• [Task instructions]
(A) According to the passage on the Kuma River dams, who built the Ichifusa dam?
(B) Using the passage on the Kuma River dams, explain in one to three sentences what led to the decision to remove the Arase dam.
(C) Continue the passage on the Kuma River dams from its final sentence.

• [Selected extract]

::::::::::

In the past, there have been constructions of three dams on the mainstream of Kuma River, which are, in the order from the estuary, the Arase dam, the Setoishi dam and the Ichifusa dam. The completion of the Arase dam was in 1955, the Setoishi dam in the 1958, and the Ichifusa dam in the 1959. The Arase dam was constructed as the first step of the Kuma River General Development Project in 1951. The Arase dam was built on the Kuma River for the purpose of hydropower generation and control of water levels and flooding. Setoishi dam was constructed by an electric power company, at the upper stream of the Kuma River. Ichifusa dam was built by the Kumamoto Prefecture government, also at the upper stream of the Kuma River for water supplies of its neighbourhood.

Due to severe impacts on the environment of the river, such as the disappearance of particular species, there have been debates over dam constructions from the 20th century. In 1999, fish ladders were built at the Arase dam and Setoishi dam but it did not lead to solving issues of decrease in the number of species along the Kuma River.

After the construction of the Arase dam on the Kuma River, local residents were not only stressed due to the reduction of Ayu fish, but also the noises, water quality deterioration, as well as the uncomfortable smell it was producing at times. The ground vibration caused by the discharging of water led to the damages of houses along the dam site on the Kuma River. Difficulty to catch the Ayu fish also led to relocation of local residents around the Kuma river. The number of residents of Sakamoto Village (located near the Arase dam), was once nearly 20,000, however, decreased to less than 5000. There were also issues of cost maintenance of the Arase dam and the decline in the need of hydropower. As a result, the removal of the Arase dam was decided in 2019, and its removal process began in early 2012, gaining much of its attention as the first ever dam removal in Japan. The removal of the Arase dam was completed in September 2017. Along with the decision to remove the Arase dam, a new dam construction on one of the tributaries of the Kuma river (Kawabe river) was also cancelled.

::::::::::

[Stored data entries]
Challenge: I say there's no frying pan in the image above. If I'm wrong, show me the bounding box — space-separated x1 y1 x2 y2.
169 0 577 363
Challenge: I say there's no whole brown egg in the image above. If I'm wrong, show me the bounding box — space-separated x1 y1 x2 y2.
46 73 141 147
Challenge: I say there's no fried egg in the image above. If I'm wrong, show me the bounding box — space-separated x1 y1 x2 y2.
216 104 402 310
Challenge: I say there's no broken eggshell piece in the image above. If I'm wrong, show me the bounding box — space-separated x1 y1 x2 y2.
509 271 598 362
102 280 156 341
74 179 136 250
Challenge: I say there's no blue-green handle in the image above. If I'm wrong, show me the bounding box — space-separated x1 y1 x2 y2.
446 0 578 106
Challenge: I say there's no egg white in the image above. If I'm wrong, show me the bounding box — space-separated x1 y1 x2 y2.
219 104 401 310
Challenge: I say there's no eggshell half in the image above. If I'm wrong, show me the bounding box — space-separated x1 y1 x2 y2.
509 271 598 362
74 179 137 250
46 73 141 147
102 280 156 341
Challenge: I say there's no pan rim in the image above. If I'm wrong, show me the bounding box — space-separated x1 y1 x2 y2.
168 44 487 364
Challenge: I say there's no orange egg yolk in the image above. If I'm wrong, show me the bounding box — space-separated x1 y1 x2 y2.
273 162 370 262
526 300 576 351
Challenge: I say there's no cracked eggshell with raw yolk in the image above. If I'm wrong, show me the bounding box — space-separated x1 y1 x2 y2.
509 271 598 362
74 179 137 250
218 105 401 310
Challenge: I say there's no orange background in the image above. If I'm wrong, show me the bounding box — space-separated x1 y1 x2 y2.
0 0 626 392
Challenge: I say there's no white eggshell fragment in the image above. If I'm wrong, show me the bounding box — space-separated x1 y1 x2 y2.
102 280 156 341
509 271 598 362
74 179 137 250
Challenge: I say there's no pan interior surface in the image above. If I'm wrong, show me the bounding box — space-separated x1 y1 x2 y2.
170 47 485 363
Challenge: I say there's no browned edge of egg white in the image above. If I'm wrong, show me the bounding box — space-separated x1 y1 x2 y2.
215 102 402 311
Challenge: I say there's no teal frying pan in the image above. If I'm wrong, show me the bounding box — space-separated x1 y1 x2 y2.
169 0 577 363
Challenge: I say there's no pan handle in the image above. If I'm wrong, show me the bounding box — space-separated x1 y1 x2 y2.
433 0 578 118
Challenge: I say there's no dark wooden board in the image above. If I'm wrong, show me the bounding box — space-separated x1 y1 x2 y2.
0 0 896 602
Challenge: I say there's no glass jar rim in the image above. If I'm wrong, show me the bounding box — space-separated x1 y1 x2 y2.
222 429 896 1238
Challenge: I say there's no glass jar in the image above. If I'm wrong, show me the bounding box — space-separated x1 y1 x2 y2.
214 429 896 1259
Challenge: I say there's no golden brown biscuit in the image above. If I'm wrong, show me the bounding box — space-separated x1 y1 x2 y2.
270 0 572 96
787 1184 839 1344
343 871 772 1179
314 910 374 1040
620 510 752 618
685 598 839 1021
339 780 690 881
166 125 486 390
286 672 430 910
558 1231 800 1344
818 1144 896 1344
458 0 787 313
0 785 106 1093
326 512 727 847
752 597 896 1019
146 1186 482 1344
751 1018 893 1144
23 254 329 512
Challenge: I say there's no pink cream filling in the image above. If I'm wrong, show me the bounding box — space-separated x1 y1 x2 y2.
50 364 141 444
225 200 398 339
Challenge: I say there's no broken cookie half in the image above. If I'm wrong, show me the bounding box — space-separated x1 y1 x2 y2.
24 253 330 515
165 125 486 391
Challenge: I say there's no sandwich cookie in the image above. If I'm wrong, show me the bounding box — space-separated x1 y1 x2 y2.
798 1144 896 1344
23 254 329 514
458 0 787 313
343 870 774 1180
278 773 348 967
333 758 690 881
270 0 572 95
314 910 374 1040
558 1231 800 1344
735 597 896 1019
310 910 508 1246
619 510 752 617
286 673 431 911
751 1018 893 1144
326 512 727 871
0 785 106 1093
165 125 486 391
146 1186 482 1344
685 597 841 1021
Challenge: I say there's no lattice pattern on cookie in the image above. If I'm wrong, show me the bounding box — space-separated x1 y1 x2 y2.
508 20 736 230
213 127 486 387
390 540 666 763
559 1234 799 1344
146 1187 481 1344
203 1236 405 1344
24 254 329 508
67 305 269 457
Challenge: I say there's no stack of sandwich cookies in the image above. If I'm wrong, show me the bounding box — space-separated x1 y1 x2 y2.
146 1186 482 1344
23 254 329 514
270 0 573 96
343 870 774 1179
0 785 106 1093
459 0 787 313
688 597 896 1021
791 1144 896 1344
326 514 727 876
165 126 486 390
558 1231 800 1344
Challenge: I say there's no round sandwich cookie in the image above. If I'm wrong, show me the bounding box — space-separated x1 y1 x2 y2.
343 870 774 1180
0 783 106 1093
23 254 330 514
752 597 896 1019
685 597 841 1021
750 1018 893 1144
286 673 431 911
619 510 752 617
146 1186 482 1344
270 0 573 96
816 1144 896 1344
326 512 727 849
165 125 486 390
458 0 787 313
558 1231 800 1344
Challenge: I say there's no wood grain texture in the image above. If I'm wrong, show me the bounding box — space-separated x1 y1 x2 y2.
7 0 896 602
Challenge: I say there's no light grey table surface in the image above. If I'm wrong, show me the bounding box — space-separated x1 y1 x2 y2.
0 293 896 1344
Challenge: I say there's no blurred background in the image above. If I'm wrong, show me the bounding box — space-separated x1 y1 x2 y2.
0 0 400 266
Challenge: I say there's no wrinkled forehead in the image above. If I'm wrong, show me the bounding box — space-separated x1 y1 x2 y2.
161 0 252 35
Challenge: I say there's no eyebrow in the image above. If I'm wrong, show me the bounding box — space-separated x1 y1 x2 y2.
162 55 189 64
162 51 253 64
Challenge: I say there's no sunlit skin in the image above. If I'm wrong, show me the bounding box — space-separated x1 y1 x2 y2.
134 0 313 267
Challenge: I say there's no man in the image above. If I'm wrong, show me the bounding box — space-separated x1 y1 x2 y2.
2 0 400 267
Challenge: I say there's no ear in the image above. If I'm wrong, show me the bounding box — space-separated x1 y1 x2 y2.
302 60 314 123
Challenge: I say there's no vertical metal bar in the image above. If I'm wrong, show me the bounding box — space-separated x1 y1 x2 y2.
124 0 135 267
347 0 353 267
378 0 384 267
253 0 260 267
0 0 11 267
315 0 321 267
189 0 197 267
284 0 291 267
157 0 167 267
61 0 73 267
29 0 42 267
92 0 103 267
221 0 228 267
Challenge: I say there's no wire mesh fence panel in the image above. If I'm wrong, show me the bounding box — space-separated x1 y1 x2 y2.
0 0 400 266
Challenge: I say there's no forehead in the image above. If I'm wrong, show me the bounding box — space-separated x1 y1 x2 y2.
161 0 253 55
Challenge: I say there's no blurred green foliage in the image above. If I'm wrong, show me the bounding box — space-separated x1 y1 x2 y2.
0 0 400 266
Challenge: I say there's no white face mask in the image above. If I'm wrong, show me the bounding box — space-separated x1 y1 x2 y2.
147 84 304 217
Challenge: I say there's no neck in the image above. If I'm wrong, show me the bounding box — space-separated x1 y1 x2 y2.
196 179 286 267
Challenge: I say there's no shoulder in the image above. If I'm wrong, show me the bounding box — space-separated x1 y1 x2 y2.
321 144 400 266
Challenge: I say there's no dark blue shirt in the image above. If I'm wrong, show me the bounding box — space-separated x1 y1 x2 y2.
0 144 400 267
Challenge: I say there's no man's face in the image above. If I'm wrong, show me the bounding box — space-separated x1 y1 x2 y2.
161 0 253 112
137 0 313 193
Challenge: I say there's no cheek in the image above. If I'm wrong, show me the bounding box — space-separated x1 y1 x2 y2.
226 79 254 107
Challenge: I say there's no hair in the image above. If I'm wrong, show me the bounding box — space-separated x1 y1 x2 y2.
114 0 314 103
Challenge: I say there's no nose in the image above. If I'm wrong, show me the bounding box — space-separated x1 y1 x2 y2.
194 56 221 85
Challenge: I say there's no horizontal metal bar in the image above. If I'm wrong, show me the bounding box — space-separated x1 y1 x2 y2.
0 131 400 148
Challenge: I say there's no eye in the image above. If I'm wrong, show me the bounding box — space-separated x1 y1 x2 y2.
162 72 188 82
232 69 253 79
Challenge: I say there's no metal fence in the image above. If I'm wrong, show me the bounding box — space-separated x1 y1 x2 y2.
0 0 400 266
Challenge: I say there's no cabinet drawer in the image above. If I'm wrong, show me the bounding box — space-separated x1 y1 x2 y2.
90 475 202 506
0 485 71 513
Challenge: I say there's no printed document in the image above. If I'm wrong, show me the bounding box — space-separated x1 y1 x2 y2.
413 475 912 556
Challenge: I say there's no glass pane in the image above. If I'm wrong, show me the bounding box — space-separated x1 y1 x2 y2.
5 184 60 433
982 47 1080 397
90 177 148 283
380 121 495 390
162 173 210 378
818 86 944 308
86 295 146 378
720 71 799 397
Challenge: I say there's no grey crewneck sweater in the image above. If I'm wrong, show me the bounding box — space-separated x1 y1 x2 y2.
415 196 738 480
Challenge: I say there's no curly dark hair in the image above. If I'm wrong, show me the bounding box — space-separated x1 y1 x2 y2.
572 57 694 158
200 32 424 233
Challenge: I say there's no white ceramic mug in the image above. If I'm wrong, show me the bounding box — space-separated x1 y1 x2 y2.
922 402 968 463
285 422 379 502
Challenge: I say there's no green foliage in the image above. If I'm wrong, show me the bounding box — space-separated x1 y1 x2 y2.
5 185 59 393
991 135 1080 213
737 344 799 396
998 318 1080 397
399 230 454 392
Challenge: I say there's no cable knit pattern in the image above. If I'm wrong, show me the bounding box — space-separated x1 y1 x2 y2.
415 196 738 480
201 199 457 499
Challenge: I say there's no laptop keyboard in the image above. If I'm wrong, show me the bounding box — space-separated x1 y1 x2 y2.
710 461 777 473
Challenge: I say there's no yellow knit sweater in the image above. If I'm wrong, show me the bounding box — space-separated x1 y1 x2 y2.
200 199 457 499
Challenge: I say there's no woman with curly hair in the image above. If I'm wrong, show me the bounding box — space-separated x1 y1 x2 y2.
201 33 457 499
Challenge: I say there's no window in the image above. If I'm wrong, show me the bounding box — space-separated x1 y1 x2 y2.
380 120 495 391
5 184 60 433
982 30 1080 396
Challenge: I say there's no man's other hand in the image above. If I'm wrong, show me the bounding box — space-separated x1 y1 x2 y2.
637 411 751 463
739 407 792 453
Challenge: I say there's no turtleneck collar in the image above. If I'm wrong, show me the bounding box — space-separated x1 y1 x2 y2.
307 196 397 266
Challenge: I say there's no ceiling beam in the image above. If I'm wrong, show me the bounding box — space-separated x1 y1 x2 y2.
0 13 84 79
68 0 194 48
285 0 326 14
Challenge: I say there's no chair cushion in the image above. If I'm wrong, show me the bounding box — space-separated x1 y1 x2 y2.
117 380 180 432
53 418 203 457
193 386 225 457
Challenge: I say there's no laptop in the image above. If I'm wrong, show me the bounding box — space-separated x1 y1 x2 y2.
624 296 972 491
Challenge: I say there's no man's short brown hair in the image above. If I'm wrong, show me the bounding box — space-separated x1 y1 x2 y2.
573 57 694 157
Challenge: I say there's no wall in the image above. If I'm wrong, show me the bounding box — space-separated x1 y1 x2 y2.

::::::::::

• [Answer list]
(A) The Kumamoto Prefecture government built it.

(B) Local residents suffered from the reduction of Ayu fish, noise, deteriorating water quality, unpleasant smells and house damage from ground vibration, and many relocated. There were also problems with the cost of maintaining the dam and a declining need for hydropower. As a result, its removal was decided.

(C)
== Tourism ==
The Kuma River and its surrounding areas are also enjoyed as a popular tourist site. Number of people visit the Hitoyoshi city to enjoy recreations at the Kuma River (urban tourism). There are number of transportation available to access the Kuma River. The ecosystem services of the Kuma River largely contribute to the tourism industry of its neighbourhood which includes hot springs and riverboat recreation.

The Kuma River and its tributary Kawabe river is known for its “shaku-ayu”, a very large ayu having a length of 30 cm which attracts many of its tourists. Fishing of ayu is generally done from early summer to fall, economically assisting the locals in the surrounding of Kuma river especially for those running inns and restaurants.

== Flood ==

Kuma River flooding: 3 July 2020

In July 2020, there was massive overflowing of the Kuma river bank due to heavy rain, causing flooding in large areas of Kumamoto prefecture. At least 50 people were found dead and 11 people missing due to this flood. Among the 50 deaths, 14 deaths were the residents of a nursing home located in the Kuma village, near the Kuma river. One of the areas nearby was flooded up to a depth of 4.3 m.

Shinzo Abe, Japanese prime minister at the time, responded to the flooding of the Kuma river by visiting the areas affected and assessing the aid needed. Financial aid for the areas with crucial damage, as well as restoration of highways and other damages caused by the Kuma river flooding was outlined. Prime Minister Abe assigned the aid of 400 billion yen as a support for repairing any damages as well as businesses affected by the flood.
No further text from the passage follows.